> Entries from a collection

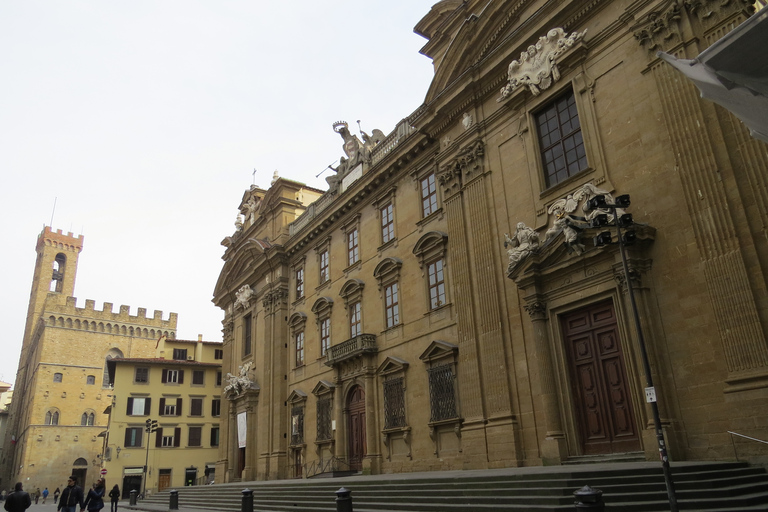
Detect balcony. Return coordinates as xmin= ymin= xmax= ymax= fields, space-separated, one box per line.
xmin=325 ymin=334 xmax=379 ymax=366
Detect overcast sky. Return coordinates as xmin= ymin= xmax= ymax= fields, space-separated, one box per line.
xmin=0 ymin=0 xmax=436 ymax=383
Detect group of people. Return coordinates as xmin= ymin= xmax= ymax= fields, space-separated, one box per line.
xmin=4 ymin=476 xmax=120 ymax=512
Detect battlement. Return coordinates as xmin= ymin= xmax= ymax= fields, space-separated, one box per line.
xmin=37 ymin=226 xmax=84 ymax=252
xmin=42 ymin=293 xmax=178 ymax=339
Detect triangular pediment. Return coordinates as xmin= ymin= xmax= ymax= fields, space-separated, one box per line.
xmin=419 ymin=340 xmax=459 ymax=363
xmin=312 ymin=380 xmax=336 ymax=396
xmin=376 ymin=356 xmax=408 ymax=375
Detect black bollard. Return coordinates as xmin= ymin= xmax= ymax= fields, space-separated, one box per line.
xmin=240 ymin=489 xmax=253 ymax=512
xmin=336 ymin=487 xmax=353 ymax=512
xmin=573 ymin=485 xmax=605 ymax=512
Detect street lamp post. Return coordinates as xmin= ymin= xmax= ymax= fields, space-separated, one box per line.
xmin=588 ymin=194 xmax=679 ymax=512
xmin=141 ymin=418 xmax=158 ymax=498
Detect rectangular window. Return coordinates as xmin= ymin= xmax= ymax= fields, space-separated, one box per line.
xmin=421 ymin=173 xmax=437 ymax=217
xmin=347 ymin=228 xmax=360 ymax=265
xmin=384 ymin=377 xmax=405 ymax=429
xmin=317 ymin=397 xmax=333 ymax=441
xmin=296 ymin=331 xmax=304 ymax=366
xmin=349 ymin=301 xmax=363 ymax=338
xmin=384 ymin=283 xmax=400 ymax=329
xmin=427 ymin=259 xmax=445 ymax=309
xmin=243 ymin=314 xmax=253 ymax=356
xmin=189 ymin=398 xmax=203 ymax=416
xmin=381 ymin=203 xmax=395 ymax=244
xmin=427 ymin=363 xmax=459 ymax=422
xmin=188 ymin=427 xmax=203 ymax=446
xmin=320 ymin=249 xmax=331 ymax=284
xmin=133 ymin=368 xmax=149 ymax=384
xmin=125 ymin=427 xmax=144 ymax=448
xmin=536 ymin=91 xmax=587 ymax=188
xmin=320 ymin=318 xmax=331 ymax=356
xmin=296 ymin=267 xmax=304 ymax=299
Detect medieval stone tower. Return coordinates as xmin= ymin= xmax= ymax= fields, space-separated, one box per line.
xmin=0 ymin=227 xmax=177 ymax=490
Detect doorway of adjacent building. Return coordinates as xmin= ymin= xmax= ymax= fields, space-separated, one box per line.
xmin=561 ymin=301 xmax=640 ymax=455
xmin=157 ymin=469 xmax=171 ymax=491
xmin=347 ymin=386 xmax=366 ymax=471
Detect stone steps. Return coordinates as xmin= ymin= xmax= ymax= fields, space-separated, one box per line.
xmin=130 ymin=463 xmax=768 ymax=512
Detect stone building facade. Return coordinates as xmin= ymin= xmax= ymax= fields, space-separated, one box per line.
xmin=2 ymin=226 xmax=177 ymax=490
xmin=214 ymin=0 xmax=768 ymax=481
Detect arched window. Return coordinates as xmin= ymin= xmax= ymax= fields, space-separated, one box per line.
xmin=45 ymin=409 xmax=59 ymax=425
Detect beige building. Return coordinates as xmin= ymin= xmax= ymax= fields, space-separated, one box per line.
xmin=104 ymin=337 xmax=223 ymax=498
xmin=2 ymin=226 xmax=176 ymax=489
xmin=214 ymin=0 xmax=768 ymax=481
---
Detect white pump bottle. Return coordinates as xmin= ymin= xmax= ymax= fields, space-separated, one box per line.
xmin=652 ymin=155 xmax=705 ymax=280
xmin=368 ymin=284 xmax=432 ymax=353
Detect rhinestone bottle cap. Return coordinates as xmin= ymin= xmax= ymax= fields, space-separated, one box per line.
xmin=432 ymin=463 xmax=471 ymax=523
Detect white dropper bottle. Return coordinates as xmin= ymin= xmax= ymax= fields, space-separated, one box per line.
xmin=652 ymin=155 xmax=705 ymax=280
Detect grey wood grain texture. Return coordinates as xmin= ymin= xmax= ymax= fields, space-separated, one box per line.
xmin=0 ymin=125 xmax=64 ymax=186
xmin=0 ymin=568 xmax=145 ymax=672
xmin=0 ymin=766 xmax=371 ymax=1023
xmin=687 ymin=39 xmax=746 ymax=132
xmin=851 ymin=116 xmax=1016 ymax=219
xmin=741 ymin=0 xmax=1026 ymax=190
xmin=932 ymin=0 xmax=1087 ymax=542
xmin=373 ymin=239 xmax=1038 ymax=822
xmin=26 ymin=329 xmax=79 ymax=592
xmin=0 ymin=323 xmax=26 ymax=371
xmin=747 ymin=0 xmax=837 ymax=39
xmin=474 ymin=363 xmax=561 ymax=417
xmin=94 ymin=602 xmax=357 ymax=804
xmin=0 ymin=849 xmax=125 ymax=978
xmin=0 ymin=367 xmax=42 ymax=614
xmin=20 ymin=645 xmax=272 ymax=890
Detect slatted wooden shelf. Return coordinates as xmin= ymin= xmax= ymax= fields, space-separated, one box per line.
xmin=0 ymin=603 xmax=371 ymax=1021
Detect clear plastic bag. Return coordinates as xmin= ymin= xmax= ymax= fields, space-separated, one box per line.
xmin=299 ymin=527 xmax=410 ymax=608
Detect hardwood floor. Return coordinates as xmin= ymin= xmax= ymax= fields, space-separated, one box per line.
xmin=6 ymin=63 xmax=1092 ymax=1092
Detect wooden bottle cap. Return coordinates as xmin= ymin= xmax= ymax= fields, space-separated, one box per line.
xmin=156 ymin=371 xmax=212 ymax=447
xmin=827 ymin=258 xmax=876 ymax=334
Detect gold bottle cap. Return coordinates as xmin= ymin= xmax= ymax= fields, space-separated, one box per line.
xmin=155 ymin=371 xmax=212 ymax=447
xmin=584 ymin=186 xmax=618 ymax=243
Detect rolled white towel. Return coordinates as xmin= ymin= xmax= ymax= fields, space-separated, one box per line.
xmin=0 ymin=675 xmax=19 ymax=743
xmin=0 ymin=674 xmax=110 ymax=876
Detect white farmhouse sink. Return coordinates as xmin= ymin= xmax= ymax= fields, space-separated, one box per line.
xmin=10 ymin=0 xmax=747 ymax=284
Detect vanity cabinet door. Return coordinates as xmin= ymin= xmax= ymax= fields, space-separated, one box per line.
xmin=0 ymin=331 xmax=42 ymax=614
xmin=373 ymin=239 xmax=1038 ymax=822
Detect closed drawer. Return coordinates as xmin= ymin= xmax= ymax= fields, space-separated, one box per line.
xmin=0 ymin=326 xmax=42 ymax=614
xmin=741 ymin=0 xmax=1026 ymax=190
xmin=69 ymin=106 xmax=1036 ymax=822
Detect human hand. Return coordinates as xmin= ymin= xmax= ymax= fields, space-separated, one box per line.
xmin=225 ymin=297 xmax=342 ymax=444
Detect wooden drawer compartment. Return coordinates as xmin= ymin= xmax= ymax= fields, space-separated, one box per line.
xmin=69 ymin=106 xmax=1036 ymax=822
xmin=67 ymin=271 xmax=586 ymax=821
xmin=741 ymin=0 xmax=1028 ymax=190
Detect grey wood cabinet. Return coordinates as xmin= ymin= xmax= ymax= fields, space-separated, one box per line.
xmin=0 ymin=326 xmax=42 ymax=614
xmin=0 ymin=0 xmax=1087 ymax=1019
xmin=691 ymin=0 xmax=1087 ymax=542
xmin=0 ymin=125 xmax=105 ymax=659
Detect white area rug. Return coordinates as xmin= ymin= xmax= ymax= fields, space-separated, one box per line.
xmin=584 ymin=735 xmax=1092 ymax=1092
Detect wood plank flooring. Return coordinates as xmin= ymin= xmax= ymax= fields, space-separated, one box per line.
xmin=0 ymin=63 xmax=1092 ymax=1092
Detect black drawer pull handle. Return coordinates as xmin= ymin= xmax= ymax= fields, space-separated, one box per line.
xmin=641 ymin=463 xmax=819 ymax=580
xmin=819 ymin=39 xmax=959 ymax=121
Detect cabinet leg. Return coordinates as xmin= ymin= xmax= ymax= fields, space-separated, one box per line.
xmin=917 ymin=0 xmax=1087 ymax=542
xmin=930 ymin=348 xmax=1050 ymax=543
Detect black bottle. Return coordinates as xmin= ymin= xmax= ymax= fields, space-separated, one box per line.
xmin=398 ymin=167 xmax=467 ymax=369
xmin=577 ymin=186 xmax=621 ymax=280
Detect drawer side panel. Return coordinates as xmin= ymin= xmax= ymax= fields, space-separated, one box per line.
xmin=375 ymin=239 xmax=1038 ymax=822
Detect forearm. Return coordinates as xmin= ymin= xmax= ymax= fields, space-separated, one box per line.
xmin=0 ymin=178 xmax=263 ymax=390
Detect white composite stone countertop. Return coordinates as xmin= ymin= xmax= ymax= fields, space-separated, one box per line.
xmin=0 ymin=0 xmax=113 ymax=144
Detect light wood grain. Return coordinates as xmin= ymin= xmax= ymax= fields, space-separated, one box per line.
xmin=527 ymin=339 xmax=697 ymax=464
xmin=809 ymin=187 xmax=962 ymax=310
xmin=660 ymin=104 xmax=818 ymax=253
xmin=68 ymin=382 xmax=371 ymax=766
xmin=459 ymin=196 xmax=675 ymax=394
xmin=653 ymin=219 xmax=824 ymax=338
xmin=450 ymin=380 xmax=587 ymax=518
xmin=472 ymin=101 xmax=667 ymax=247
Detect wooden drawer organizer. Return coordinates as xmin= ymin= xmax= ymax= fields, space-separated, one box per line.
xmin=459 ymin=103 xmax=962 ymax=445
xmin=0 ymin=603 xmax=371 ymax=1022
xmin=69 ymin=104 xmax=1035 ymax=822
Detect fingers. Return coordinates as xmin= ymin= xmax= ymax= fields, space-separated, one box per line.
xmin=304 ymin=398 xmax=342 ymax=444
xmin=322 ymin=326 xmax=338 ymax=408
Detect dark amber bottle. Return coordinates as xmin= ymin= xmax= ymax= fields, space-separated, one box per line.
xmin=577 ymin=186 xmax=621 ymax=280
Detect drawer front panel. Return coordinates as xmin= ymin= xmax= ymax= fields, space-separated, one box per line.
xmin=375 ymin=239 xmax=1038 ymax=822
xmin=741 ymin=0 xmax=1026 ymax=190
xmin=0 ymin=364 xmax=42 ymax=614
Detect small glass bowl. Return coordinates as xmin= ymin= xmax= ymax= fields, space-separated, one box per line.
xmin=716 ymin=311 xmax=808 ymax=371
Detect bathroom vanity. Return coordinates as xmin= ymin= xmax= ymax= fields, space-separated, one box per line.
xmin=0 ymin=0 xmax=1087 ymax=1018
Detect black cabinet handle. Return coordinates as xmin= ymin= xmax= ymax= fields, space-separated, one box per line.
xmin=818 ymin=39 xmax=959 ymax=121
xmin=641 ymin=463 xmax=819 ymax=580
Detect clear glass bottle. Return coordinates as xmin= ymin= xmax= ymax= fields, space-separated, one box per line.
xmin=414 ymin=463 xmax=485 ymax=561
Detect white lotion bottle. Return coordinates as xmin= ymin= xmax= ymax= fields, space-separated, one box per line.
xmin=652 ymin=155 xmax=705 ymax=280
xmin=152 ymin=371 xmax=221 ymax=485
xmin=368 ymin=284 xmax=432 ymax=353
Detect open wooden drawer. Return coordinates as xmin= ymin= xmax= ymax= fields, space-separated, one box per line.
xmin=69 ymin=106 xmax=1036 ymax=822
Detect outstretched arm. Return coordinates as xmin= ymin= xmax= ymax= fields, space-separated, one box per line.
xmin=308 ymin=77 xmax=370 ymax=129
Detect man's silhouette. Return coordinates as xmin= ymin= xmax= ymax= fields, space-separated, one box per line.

> Task prompt
Find every line in the data above that contains the word "panel" and copy each such line in full.

> Exercise output
Detect drawer side panel. Return coordinates as xmin= ymin= xmax= ymax= fields, space-separated, one box per line.
Detect drawer front panel. Return coordinates as xmin= ymin= xmax= ymax= fields, space-separated, one box per line.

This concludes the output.